Job: List every line of the records that contains the word "vegetation", taking case into account.

------ Data to process ------

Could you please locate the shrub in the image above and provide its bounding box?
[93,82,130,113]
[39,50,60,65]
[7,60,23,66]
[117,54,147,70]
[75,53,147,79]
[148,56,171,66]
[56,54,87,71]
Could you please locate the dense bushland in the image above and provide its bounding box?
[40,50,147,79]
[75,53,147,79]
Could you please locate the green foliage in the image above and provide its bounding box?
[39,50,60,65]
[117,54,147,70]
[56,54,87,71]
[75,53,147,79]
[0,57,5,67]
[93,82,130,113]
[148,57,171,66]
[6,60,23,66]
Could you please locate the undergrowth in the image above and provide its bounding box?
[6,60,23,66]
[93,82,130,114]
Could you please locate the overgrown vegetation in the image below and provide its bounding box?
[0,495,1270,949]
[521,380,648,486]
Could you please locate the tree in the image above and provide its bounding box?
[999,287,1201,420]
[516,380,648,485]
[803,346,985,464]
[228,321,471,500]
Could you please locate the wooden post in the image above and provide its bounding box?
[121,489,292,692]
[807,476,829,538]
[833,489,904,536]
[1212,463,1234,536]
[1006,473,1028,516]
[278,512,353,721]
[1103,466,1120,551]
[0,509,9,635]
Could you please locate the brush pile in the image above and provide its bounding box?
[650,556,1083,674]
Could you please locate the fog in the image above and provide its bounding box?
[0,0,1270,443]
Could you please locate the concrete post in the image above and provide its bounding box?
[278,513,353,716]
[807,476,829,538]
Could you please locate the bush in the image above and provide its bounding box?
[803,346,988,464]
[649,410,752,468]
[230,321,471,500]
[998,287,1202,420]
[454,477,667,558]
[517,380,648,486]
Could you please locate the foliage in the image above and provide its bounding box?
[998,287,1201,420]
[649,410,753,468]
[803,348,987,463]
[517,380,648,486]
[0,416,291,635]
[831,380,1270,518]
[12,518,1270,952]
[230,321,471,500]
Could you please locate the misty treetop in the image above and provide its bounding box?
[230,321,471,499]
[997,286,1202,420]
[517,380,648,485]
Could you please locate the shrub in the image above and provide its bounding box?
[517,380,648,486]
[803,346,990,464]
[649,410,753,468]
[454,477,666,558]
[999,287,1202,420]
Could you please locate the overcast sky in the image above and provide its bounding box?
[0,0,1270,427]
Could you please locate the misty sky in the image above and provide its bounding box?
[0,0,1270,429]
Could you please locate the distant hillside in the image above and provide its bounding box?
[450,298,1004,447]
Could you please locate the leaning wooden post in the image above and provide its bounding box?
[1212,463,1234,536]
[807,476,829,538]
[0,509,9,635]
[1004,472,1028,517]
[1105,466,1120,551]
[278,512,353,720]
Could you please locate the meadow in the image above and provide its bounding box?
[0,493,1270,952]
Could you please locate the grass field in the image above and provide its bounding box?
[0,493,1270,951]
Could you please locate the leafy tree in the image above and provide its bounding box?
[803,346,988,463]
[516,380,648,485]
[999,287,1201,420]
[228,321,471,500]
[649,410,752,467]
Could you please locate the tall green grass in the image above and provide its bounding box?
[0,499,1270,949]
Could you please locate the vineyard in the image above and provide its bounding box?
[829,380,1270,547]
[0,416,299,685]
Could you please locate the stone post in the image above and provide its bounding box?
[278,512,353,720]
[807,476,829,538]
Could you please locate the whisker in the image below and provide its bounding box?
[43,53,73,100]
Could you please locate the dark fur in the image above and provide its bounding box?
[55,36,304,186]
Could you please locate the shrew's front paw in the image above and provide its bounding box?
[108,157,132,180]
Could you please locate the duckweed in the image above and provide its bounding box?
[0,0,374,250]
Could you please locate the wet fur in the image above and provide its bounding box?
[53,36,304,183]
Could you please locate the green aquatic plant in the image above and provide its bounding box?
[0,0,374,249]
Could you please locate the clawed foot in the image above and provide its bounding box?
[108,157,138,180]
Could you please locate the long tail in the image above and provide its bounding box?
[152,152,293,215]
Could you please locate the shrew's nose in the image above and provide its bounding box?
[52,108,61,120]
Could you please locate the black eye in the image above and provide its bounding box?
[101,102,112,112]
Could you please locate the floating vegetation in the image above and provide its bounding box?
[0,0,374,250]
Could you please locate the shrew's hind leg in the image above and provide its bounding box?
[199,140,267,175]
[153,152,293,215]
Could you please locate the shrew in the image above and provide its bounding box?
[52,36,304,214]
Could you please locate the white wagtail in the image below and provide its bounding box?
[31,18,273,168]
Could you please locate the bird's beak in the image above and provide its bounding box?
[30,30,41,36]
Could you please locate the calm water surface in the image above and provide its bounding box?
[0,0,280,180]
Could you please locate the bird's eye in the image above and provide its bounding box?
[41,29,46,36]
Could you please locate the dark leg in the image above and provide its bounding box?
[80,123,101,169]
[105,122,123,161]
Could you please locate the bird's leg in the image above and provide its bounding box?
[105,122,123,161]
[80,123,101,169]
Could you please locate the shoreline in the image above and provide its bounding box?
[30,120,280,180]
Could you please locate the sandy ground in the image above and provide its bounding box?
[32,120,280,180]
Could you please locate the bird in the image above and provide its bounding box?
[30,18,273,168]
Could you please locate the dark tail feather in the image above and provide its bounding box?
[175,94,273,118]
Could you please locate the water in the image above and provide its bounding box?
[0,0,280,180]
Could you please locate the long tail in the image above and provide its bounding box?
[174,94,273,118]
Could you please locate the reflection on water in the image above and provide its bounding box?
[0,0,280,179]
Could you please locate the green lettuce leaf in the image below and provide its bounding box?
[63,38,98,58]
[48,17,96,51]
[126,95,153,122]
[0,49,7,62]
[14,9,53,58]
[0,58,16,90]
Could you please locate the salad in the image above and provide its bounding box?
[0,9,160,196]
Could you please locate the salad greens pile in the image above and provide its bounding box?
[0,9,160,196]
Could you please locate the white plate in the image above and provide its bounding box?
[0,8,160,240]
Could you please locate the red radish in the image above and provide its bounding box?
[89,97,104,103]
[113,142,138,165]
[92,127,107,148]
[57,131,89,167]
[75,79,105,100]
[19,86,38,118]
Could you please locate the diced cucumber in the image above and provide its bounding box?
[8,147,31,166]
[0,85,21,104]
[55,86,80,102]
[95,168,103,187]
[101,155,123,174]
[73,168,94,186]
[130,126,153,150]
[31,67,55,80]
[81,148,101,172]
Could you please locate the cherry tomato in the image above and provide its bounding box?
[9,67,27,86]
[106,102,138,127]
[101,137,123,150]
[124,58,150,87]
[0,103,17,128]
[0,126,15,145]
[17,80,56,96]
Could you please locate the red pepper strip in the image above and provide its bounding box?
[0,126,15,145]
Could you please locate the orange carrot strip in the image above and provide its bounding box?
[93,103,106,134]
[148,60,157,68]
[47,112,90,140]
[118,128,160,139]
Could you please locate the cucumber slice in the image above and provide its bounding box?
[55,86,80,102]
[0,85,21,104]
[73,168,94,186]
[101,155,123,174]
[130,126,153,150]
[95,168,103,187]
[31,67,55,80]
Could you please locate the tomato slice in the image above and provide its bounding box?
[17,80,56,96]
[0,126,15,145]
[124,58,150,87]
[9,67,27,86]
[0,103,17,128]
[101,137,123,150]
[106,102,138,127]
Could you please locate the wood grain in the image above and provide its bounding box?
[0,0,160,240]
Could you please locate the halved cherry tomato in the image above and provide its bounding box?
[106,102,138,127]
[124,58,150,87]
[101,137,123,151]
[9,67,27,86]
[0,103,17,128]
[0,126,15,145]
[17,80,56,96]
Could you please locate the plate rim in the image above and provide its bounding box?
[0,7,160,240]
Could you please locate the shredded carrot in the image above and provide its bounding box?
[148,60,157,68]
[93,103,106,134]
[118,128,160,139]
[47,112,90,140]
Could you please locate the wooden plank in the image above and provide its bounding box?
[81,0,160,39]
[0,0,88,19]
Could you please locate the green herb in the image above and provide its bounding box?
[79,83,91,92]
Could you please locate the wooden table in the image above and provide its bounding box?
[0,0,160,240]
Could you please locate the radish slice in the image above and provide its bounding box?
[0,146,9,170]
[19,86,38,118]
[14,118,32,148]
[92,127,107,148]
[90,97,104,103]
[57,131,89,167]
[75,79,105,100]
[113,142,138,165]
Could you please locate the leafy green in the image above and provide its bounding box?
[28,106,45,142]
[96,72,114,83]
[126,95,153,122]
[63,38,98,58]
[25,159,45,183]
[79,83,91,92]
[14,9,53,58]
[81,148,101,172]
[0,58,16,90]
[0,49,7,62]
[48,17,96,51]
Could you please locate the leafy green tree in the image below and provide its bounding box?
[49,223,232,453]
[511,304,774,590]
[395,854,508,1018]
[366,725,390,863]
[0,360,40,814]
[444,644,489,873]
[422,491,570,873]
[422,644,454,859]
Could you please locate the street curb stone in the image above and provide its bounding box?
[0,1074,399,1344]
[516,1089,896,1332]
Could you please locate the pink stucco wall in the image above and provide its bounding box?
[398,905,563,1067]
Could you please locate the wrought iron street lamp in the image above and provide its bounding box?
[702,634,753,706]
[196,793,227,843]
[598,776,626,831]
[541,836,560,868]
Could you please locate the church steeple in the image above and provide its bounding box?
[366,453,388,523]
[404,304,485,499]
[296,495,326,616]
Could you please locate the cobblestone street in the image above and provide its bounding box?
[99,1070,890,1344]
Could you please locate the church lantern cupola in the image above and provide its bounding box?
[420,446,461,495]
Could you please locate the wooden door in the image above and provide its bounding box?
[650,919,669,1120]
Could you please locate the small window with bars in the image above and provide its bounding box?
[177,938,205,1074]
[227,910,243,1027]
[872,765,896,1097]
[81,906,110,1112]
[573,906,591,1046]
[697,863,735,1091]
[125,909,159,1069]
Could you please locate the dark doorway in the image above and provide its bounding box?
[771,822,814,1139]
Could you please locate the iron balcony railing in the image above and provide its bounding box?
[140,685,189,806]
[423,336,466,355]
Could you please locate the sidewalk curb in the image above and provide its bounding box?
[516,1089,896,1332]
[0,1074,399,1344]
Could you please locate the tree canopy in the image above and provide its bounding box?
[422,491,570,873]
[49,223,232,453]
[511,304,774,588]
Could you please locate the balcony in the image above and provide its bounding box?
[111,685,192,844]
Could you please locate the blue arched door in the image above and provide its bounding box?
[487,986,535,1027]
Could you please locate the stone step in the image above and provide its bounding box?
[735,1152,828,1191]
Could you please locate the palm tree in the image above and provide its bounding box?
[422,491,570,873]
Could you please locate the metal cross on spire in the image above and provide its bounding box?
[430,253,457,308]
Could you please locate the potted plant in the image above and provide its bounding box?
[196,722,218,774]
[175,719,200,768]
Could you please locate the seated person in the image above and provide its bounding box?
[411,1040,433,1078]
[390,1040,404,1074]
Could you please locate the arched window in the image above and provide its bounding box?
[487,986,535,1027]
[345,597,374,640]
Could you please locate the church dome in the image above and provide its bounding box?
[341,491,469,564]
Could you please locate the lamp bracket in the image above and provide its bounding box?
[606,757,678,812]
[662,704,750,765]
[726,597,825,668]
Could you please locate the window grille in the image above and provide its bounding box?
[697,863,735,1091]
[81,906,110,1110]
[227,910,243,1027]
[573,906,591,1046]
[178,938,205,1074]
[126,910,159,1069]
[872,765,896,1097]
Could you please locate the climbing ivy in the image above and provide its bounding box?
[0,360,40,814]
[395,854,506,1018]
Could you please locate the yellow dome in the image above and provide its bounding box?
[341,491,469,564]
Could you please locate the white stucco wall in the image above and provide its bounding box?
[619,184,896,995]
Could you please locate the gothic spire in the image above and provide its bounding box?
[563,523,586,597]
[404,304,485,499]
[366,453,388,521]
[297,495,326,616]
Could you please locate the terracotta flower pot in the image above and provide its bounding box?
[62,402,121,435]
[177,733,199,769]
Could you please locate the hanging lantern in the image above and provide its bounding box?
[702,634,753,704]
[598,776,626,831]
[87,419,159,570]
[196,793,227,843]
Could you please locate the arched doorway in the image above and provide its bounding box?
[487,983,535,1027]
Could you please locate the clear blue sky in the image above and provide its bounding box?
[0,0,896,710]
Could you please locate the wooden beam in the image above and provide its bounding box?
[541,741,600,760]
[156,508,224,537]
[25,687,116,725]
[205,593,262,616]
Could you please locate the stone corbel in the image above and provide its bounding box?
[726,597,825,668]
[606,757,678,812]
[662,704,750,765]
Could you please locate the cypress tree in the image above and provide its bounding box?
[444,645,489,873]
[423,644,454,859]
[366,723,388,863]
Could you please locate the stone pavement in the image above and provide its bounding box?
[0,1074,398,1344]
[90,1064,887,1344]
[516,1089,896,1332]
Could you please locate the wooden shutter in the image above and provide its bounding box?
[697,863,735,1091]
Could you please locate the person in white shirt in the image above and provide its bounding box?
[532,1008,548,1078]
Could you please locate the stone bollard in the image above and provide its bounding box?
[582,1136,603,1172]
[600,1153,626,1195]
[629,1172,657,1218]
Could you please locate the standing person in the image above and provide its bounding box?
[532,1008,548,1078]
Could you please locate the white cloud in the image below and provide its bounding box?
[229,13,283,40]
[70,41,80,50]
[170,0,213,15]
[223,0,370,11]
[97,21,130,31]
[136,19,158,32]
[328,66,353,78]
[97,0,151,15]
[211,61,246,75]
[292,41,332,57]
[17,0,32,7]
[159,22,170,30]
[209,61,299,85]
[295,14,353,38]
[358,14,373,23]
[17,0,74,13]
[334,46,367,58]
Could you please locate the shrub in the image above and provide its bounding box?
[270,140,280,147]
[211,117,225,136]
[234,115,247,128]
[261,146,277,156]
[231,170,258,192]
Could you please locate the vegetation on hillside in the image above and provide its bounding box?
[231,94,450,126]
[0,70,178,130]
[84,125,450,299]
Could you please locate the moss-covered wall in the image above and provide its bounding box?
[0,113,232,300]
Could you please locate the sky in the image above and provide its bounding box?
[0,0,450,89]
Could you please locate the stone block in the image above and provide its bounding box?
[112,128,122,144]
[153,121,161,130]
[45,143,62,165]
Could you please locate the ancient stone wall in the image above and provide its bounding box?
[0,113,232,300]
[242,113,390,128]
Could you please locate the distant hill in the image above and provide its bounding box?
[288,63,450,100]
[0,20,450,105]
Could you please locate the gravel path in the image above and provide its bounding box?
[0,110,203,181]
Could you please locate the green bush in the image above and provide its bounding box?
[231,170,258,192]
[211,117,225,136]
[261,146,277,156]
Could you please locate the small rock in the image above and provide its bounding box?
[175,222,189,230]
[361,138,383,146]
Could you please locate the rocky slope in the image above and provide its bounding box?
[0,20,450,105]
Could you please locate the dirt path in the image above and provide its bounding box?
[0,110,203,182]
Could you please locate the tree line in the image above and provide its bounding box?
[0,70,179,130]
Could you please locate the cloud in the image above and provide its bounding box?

------

Expected output:
Could you please locate the overgrown vegetation in the image below and provide its bounding box?
Could you please locate the floating vegetation in the image above and provide its bounding box?
Could you please locate the vegetation on hillside in the image above and provide its bounding box?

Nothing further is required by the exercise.